## Task
In the thread below about a string variable in regression, what does the reply say the -encode- command generates for missing values?

## Text segment
╔══

Announcement

Collapse
No announcement yet.
X
  • Filter
  • Time
  • Show
Clear All
new posts

  • String variable in regression

    I have a variable called Q9 which has either identical string values or empty cells. I want to generate a new variable called employment which takes a value of 1 if Q9 has a string value or a value of 0 if Q9 has a blank cell. I used the following codes:

    Code:
    encode Q9, gen(employment)
    probit dep_var employment indep_var1 indep_var2
    And got the following results:

    Code:
    Probit regression                               Number of obs     =        318
                                                    LR chi2(2)        =       6.91
                                                    Prob > chi2       =     0.0315
    Log likelihood = -93.626457                     Pseudo R2         =     0.0356
    
    ------------------------------------------------------------------------------
    dep_var |      Coef.   Std. Err.      z    P>|z|     [95% Conf. Interval]
    -------------+----------------------------------------------------------------
        indep_var1 |   .6149843   .2511377     2.45   0.014     .1227634    1.107205
     indept_var2 |   .1176468   .3881169     0.30   0.762    -.6430484     .878342
      employment |          0  (omitted)
           _cons |    .435061    .529323     0.82   0.411     -.602393    1.472515
    ------------------------------------------------------------------------------
    
    .
    end of do-file
    By the way, empty cells in a string variable indicate missing values...right? I ran the following code to check, but it did not show the existence of any missing values!

    Code:
    di missing(Q9)
    0
    Last edited by Taz Raihan; 04 Sep 2018, 13:42.

  • #2

    The -encode- command does not generate a zero corresponding to the missing values. It generates a missing value. So your variable employment will have a value of 1 in some observations, and be missing in all others. From -probit-'s perspective, the observations with missing values of any of the variables mentioned in the command must be omitted from the analysis, so within the estimation sample -probit- works with, your "variable" employment is just a constant, 1. That's why it gets omitted. You need an actual 0/1 variable. The simplest way to do that is forget about encode here and run:

    Code:
    gen byte employment = !missing(Q9)

╚══

## Material supplied

╔══

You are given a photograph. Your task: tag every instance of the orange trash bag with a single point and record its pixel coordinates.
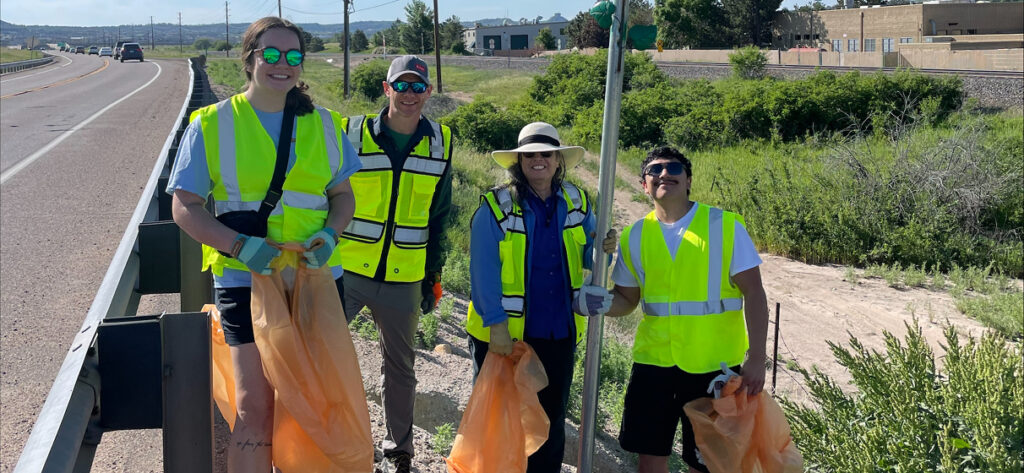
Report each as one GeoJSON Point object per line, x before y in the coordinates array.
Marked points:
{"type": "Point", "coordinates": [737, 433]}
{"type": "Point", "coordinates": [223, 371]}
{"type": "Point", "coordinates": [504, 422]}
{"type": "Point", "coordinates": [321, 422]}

╚══
╔══

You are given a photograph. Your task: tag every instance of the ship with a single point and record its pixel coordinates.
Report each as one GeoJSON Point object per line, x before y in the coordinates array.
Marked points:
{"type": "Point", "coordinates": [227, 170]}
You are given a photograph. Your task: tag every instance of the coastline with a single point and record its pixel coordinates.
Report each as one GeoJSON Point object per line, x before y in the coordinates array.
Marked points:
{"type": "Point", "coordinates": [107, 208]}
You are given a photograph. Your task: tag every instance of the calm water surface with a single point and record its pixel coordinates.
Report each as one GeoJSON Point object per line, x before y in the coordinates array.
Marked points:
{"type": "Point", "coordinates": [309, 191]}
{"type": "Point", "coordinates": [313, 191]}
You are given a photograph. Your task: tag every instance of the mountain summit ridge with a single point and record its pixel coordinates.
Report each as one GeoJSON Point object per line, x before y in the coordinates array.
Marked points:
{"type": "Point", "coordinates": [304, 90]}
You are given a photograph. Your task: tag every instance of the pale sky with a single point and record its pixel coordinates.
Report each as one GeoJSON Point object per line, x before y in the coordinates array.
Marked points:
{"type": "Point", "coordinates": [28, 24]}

╚══

## Written reply
A missing value, not a zero.